#### Selected passage

Classes are starting soon.
It’s all over the place, both near and far. The map is honestly crazy.
Am I afraid? Yes. Afraid I’ll get lost or be late. Afraid that I won’t mix well with the others. Afraid that I may be alone. Afraid that I may not learn things quick enough. There are weak moments when I just feel like I’m alone in everything. There are moments when I just can’t explain the desire to just break down and let it out.
Inauguration day was intimidating, apart from the fact that only one person (whom I met at a clinic for health checkup) texted me asking where I was and sitting next to me. He made me feel like there was someone who notice my existence and want to be around me. Too bad he was in another course, dentistry. But overall, he’s a nice person.
I just can’t seem to click with the other fellow Asians from other Asian countries. They seem to prefer their own people even though we’re similar. I get it, it’s quite normal everywhere. Strangely, I am able to click with that guy I mentioned earlier who is from Norway. He’s tall, wears leather jacket (which I totally admire because I love leather jackets), totally fit and friendly as well as rather charming.
I received an email telling me the group I’m in, that is Group 1. So far I have only met 2 people who are in group 1. I tried to converse with them but I could still feel the barrier.
I just hope I’ll get used to everything and that there wouldn’t be a problem for me. There are still some things I have to do myself, like making my student visa and getting my public transport card after receiving my student ID.

########
#### Stored data

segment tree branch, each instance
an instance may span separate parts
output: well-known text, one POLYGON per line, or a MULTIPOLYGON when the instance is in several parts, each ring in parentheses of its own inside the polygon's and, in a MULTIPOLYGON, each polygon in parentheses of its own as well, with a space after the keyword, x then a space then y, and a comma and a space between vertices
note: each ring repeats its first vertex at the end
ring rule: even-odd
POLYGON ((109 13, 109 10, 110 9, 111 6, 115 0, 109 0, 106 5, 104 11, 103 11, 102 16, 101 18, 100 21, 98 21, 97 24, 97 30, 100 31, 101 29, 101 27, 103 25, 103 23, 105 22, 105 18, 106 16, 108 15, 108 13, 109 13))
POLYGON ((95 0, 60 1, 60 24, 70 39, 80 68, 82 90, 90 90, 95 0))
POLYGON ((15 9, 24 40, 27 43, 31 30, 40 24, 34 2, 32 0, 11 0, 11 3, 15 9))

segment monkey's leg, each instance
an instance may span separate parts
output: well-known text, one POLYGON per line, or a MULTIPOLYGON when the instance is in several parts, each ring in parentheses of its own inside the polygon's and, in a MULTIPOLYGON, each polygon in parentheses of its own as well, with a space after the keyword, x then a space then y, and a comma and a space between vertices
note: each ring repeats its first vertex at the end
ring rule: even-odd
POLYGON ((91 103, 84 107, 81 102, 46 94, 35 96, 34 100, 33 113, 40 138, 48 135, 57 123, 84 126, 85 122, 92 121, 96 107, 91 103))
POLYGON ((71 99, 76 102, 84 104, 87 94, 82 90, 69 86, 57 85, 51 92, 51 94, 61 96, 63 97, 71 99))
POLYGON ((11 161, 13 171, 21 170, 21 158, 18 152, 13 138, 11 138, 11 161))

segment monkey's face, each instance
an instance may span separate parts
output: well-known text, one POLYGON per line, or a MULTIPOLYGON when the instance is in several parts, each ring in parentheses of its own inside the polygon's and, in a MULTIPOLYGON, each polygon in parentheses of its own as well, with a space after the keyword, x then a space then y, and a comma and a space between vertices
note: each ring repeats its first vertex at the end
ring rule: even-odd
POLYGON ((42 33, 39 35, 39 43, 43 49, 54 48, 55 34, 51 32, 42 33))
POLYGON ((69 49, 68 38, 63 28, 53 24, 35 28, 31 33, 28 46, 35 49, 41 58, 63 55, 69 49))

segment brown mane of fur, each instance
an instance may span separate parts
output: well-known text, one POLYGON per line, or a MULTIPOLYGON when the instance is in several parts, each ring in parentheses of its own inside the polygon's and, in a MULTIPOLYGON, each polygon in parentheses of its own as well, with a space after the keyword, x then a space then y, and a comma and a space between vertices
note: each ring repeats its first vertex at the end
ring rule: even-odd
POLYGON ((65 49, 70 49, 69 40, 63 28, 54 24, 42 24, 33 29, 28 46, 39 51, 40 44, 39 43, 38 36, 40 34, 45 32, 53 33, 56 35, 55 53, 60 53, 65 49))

########

In the text about starting classes, translate "So far I have only met 2 people who are in group 1." into Spanish.

Hasta ahora solo he conocido a 2 personas que están en el grupo 1.